Exercise details: Render the lines from the start of the records through the line holding "[0,226,156,403]", inclusive, as a Markdown table with the columns No. and Line. Leave out any blank lines.

[Region labeling records]
[Start]

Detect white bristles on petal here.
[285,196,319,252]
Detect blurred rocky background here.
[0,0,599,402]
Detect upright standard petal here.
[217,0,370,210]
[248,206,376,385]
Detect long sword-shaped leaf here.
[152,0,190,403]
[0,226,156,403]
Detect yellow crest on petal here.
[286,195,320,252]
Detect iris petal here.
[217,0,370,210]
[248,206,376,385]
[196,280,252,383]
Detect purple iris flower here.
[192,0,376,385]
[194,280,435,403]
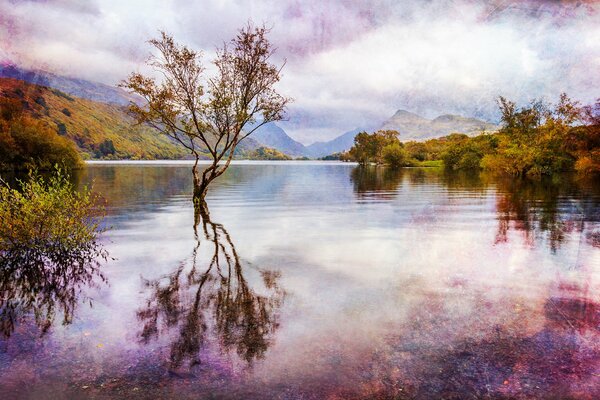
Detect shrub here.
[0,169,108,336]
[382,143,408,168]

[End]

Reply:
| No. | Line |
|---|---|
| 1 | Detect white bristles on petal here. |
| 2 | [285,196,319,252] |
| 3 | Detect blurred rocky background here. |
| 4 | [0,0,599,402] |
| 5 | Detect upright standard petal here. |
| 6 | [217,0,370,210] |
| 7 | [248,206,376,385] |
| 8 | Detect long sword-shaped leaf here. |
| 9 | [152,0,190,403] |
| 10 | [0,226,156,403] |